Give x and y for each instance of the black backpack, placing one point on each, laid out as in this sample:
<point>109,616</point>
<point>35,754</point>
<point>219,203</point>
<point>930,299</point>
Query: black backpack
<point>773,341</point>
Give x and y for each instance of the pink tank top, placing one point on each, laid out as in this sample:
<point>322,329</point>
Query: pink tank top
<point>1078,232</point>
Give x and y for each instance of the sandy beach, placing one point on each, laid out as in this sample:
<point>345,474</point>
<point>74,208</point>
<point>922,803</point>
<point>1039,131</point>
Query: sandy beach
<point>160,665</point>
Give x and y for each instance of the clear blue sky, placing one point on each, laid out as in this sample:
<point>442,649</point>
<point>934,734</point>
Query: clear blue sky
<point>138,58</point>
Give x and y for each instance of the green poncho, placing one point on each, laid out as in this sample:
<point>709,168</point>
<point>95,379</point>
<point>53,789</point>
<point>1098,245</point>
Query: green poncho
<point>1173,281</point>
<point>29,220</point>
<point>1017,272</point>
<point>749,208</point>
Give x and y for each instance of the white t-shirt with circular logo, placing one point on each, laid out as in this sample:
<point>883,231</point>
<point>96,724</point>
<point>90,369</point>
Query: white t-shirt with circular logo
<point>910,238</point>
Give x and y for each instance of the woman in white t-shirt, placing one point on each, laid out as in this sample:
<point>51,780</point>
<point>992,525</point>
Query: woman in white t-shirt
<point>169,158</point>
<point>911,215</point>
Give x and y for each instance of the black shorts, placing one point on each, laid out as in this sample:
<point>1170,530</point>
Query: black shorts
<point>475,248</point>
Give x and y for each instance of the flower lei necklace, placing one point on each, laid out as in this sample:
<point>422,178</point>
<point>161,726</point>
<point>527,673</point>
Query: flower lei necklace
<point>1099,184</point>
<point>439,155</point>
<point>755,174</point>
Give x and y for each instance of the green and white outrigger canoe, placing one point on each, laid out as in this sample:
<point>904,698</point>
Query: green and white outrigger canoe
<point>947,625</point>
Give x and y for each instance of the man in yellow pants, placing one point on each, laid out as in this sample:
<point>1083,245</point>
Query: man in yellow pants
★ ★ ★ ★ ★ ★ ★
→ Your objective
Could you copy every record above exactly as it appears?

→ Response area
Give x and y for each instance of the black backpack, placing one point on each, laid out as in this sample:
<point>109,616</point>
<point>35,754</point>
<point>219,203</point>
<point>930,299</point>
Query: black backpack
<point>773,341</point>
Give x and y for each instance of the pink tank top, placing one point on each, laid out as in this sample:
<point>322,329</point>
Query: pink tank top
<point>1078,232</point>
Give x and y for each instance of the sandy beach, placing one point on each, laid out as in this sample:
<point>345,474</point>
<point>74,208</point>
<point>922,803</point>
<point>1039,131</point>
Query: sandy beach
<point>160,665</point>
Give x and y for each instance of the clear blue sky, placing one point on each, laid out as in this sample:
<point>442,649</point>
<point>934,734</point>
Query: clear blue sky
<point>138,58</point>
Give x and y for each instance of the green poncho, placing one point on each, laid out as in this sample:
<point>709,168</point>
<point>95,379</point>
<point>53,789</point>
<point>1098,245</point>
Query: green poncho
<point>1173,281</point>
<point>29,220</point>
<point>1017,272</point>
<point>749,208</point>
Give x and y for each instance of the white t-shirt with circular logo, placing one point on each, laid out as in this sample:
<point>883,231</point>
<point>96,724</point>
<point>90,369</point>
Query: white t-shirt with circular logo
<point>910,238</point>
Give x and y for each instance of the woman in white t-shirt, placing one point on each, laid out as in this sample:
<point>51,780</point>
<point>992,525</point>
Query: woman in white t-shirt
<point>169,158</point>
<point>911,215</point>
Give x and y for each instance of the black shorts, placing one point on each, laid out as in this sample:
<point>1170,530</point>
Query: black shorts
<point>475,248</point>
Give x and y for each instance of the flower lei necklace, placing one point on each, laid out as in this sample:
<point>422,178</point>
<point>161,726</point>
<point>527,673</point>
Query: flower lei necklace
<point>1099,184</point>
<point>439,155</point>
<point>755,174</point>
Give x and y for each instance of the green and white outrigger canoe, placing one point on each, laid out as in this sample:
<point>904,698</point>
Query: green and white outrigger canoe
<point>947,625</point>
Give x and y for each instance of the man in yellow pants, placing one point on each, laid out as in this sample:
<point>1083,245</point>
Query: man in yellow pants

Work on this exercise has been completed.